● WHAT TO WORK ON
A. For the data cleaning notebook, decide whether each statement agrees with it. Answer yes or no and quote the deciding words of the notebook. (i) The notebook merges stock-related data with general Reddit posts. (ii) The notebook imports numpy. (iii) The Stocks subreddit posts are read from a file in the wallstreetbets folder.
B. Translate this sentence from the data cleaning notebook into Spanish: "This notebook cleans and merges stock-related data and general Reddit posts."
C. Resume the data cleaning notebook on Reddit stock posts, starting after its last line.

● TEXT SECTION
_ _ _

# Data Cleaning Notebook

### This notebook cleans and merges stock-related data and general Reddit posts.
### The process is divided into the following sections:
###  1. Data Imports and Setup
###  2. Data Cleaning for Stock Posts and Comments
###  3. Merging and Exporting the Final DataFrame


In [108]:
import pandas as pd
import numpy as np

## 1. Data Imports and Setup for Stock Data

In [109]:
# Posts
# Subreddit -- Wall Street Bets Posts
ws_stock_post = pd.read_csv('./reddit_stock/wallstreetbets/wallstreetbets_stocks_posts.csv') 
# Subreddit -- Stocks Posts
stocks_post = pd.read_csv('./reddit_stock/stocks/stocks_stocks_posts.csv')

_ _ _

Stored data entries:
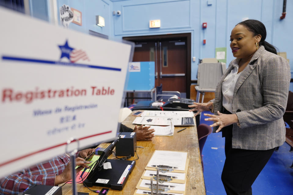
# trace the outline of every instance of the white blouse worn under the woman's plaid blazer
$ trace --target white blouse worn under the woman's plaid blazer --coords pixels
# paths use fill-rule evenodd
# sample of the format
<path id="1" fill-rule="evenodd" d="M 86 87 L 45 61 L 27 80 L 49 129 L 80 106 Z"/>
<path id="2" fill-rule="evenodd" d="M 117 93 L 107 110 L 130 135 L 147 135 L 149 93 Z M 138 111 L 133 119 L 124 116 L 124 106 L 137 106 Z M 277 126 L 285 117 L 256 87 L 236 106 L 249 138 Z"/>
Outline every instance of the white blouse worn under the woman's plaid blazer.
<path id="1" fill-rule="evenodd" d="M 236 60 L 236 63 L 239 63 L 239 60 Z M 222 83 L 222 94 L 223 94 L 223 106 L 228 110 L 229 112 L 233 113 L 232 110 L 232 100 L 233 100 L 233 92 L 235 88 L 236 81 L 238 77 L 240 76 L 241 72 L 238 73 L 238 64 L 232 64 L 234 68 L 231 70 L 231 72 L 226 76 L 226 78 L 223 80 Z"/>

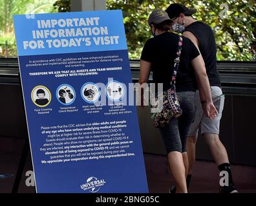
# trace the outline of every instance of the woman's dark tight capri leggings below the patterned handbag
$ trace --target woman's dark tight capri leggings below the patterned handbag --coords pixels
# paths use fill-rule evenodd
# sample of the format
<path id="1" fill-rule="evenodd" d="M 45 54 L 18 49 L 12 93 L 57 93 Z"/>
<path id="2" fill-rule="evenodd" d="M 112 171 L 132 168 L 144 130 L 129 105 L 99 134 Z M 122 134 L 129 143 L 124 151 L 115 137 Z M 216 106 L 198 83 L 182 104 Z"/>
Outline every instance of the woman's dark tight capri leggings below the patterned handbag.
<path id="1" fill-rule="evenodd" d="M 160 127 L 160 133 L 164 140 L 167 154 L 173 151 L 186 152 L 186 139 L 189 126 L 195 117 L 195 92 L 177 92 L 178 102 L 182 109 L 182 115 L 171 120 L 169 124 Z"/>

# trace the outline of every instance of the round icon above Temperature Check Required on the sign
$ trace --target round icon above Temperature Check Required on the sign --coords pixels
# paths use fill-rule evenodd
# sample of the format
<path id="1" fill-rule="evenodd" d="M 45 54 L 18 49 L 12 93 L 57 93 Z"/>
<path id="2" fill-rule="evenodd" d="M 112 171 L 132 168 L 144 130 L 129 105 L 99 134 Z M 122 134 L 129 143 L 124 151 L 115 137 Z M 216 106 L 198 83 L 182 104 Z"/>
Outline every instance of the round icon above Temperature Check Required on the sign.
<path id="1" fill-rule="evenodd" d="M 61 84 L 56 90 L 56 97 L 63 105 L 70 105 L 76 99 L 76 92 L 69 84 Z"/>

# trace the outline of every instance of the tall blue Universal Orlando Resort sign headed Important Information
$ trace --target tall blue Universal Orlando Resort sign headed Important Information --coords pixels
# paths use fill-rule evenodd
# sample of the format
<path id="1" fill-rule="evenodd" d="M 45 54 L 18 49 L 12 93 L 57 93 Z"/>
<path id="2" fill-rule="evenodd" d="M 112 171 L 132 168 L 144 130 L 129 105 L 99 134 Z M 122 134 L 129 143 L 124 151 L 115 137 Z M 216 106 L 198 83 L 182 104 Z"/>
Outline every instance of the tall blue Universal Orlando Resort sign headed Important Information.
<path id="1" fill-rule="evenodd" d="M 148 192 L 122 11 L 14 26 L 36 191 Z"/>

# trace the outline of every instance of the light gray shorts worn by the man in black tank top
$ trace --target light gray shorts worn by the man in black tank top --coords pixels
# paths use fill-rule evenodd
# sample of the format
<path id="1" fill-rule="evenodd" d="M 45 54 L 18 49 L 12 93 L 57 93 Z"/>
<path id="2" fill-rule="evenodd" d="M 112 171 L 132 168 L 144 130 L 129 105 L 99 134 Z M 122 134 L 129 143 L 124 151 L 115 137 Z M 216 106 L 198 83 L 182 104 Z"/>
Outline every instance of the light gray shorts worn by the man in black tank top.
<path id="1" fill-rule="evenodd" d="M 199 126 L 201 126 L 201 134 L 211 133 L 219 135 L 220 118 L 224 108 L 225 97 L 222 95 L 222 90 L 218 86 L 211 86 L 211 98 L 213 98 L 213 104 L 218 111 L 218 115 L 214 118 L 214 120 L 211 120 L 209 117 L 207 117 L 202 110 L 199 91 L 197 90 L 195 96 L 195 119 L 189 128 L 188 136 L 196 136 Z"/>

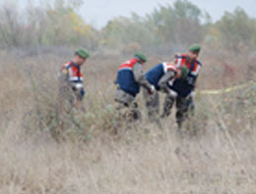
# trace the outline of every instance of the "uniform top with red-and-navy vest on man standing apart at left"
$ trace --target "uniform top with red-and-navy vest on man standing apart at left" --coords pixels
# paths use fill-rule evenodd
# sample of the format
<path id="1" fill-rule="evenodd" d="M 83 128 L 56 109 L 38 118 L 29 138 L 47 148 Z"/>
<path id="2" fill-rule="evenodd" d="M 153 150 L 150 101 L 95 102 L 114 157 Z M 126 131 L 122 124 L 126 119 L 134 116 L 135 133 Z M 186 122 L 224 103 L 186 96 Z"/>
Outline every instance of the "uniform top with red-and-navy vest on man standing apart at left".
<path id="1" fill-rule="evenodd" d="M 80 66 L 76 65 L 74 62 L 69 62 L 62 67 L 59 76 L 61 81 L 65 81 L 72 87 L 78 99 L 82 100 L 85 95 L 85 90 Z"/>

_ _ _

● TASK RESPONSES
A.
(i) Yes: "This notebook cleans and merges stock-related data and general Reddit posts."
(ii) Yes: "import numpy as np"
(iii) No: "stocks_post = pd.read_csv('./reddit_stock/stocks/stocks_stocks_posts.csv')"

B. Este cuaderno limpia y combina datos relacionados con acciones y publicaciones generales de Reddit.

C.
# General Posts across subreddits
posts = pd.read_csv('./reddit_general/all_posts.csv')

#Comments
# Subreddit -- Wall Street Bets comments
wall_street_comments = pd.read_csv('./reddit_stock/wallstreetbets/wallstreetbets_stocks_comments.csv')
# Subreddit -- Stocks comments
stocks_comments = pd.read_csv('./reddit_stock/stocks/stocks_stocks_comments.csv')
# Subreddit -- Stocks comments
comments = pd.read_csv('./reddit_general/all_comments.csv')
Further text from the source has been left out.